====== Source extract ======
Here’s Why You Should Appreciate Your Co-Founders More Than You Probably Do

When was the last time you told your co-founders how much you love them, and why has it been so long?

Aaron Dinin, PhD


Photo by Melissa Askew on Unsplash

A founder scheduled an “urgent” meeting with me. According to his email, his startup had run into a catastrophic problem that was going to surely cause him to shut it down.

I was less convinced. However, I’d been talking with the founder for three years about his various projects, and I thought he had long term potential as an entrepreneur. Plus, he offered to buy me a milkshake, and how could I refuse that?

We met a couple days later, and I was surprised he was alone. “Where’s Ryan?” I asked. Ryan was his longtime co-founder, and I’d always met them together.
======
> [To do]
[A] Condense the paragraph of the co-founder article that begins "I was less convinced" into a shorter version that keeps its main facts.
[B] Set down word for word the part of the co-founder article starting with "When was the" and going on through "I refuse that?".
The data that comes next is from a separate source, unrelated to the co-founder article.
====== Source material ======
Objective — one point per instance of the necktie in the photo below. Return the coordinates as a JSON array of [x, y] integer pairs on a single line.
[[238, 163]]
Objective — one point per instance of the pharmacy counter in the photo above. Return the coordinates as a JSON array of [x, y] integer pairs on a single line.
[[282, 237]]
======
> [Answers for the exercise]
[A] The narrator doubted the problem was fatal but agreed to meet. They had known the founder for three years through his various projects and saw long-term potential in him as an entrepreneur. His offer of a milkshake also helped.

[B]
When was the last time you told your co-founders how much you love them, and why has it been so long?

Aaron Dinin, PhD


Photo by Melissa Askew on Unsplash

A founder scheduled an “urgent” meeting with me. According to his email, his startup had run into a catastrophic problem that was going to surely cause him to shut it down.

I was less convinced. However, I’d been talking with the founder for three years about his various projects, and I thought he had long term potential as an entrepreneur. Plus, he offered to buy me a milkshake, and how could I refuse that?